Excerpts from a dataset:
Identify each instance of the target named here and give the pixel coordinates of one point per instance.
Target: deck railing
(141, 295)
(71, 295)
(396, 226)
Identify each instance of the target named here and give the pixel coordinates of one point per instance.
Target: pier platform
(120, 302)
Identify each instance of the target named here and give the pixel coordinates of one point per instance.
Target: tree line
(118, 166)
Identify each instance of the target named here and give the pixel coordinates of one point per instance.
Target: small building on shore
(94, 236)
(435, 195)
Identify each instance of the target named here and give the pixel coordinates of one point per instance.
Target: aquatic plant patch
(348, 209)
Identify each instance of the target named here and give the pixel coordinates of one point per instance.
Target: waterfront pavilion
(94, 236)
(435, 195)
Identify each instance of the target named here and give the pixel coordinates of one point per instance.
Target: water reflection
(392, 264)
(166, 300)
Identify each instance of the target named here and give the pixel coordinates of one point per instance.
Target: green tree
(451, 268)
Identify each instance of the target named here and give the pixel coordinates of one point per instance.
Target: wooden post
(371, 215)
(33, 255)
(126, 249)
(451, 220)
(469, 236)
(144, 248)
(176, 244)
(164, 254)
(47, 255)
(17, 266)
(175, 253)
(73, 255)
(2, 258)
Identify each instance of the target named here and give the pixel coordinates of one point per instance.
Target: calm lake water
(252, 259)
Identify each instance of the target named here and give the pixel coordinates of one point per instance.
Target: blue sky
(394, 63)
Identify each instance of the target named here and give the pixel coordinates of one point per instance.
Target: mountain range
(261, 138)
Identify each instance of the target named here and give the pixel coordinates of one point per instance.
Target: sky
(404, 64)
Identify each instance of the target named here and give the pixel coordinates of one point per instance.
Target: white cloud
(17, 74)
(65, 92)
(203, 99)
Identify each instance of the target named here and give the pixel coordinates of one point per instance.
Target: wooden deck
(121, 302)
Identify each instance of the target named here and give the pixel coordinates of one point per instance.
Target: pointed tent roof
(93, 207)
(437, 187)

■ What you need to do: Each entry shown above is to be duplicated exactly.

■ Response to this task:
Identify each instance of the target named here and give the pixel coordinates of one point per instance.
Target: deck railing
(141, 295)
(71, 295)
(396, 226)
Identify each instance of the target named here and give the pixel coordinates of one point per instance.
Target: pier platform
(120, 302)
Identify each instance of the target named here and give the pixel coordinates of one point per instance.
Target: tree line
(118, 166)
Identify each instance of the target named here and give the pixel coordinates of one point per instance.
Target: small building on shore
(94, 236)
(435, 195)
Identify each instance of the target named here and give the pixel coordinates of one point per instance.
Target: aquatic plant patch
(348, 209)
Identify each instance of the target named here and give the pixel coordinates of one point per instance.
Target: waterfront pavilion
(94, 236)
(435, 195)
Identify each instance of the target named here and give the pixel coordinates of one point per instance.
Target: water reflection
(392, 264)
(166, 300)
Identify each instance of the target named here and give the pixel coordinates of one point per instance.
Target: green tree
(451, 268)
Identify each instance of the target named here and give the pixel coordinates of one point per instance.
Target: wooden post
(371, 215)
(33, 255)
(126, 249)
(451, 220)
(469, 236)
(144, 248)
(176, 244)
(164, 254)
(47, 255)
(17, 266)
(175, 253)
(73, 255)
(2, 258)
Identify each instance of the target named here and give the pixel coordinates of one point per instance.
Target: calm lake water
(252, 259)
Identify each instance of the target named here and give the pixel coordinates of one point per instance.
Target: blue sky
(394, 63)
Identify each instance of the target named here and give the pixel coordinates of one point per instance.
Target: mountain range
(261, 138)
Identify each instance of the target named here and give the pixel coordinates of one point per instance.
Target: sky
(404, 64)
Identify each instance of the target named here and give the pixel coordinates of one point per instance.
Target: white cloud
(17, 74)
(65, 92)
(203, 99)
Identify each instance of the target named here and give the pixel coordinates of one point per instance.
Target: wooden deck
(121, 302)
Identify each instance of the target named here and give the pixel coordinates of one point per instance.
Target: pointed tent roof
(93, 207)
(437, 187)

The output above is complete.